--- begin ---
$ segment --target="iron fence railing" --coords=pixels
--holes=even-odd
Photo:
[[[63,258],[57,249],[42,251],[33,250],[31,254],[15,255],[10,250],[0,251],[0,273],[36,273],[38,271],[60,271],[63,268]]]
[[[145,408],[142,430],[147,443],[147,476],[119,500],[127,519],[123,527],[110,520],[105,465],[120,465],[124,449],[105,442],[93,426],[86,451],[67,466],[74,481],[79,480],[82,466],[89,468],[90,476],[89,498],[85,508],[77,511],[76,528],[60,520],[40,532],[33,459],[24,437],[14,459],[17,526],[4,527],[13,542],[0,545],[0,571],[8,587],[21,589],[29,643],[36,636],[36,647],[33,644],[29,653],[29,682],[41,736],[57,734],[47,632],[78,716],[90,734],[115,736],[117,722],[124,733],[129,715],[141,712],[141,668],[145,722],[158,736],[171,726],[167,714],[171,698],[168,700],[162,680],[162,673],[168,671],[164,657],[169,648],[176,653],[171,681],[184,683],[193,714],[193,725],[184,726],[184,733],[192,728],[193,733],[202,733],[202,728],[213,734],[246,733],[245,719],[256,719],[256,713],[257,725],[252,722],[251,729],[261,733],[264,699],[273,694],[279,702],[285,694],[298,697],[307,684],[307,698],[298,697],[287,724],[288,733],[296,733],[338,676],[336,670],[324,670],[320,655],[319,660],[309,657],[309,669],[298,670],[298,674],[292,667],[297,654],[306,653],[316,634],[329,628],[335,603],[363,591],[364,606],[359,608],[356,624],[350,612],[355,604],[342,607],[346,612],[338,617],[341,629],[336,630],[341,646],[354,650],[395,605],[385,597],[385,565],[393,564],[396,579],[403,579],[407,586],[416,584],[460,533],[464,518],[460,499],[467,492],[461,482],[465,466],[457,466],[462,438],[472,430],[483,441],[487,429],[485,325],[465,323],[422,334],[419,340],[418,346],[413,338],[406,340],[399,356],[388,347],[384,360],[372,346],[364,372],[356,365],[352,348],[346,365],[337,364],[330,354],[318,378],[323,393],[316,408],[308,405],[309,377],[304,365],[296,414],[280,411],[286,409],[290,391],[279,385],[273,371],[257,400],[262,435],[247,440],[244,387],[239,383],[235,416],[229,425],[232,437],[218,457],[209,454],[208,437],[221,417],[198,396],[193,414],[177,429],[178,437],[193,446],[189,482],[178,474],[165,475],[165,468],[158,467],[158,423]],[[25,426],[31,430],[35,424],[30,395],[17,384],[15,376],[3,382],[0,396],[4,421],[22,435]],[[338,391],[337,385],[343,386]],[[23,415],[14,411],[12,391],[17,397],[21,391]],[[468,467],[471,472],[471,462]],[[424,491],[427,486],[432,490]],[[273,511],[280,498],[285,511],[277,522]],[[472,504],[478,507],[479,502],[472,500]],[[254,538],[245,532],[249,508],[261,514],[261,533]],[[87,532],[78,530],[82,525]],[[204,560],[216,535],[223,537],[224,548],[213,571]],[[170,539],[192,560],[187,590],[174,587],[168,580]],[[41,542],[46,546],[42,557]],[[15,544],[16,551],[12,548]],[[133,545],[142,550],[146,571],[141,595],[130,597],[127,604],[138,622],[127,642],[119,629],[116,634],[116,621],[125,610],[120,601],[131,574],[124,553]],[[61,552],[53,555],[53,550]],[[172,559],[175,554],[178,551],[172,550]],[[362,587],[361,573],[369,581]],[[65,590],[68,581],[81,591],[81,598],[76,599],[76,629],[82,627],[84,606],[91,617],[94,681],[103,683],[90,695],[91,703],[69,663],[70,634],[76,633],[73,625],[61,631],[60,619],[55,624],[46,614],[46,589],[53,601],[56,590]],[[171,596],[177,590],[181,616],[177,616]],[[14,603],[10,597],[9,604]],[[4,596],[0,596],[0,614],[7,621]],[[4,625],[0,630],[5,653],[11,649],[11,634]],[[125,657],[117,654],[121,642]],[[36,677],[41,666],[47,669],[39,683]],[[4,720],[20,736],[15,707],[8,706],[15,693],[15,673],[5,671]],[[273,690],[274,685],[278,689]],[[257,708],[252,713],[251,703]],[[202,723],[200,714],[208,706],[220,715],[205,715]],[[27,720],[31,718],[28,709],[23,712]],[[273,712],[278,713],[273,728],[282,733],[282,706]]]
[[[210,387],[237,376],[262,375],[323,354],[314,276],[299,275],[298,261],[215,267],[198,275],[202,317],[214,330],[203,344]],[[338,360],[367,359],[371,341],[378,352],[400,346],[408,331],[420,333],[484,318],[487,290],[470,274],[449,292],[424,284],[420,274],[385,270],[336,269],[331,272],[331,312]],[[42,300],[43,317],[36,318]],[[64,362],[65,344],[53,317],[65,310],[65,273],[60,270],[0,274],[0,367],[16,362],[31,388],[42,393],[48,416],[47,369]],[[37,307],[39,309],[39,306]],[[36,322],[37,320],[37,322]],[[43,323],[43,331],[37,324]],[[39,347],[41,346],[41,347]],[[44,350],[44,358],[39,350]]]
--- end ---
• **Problem statement**:
How many lines in the entries above contain the string "fence"? Reply with the number only.

• **Exercise output**:
1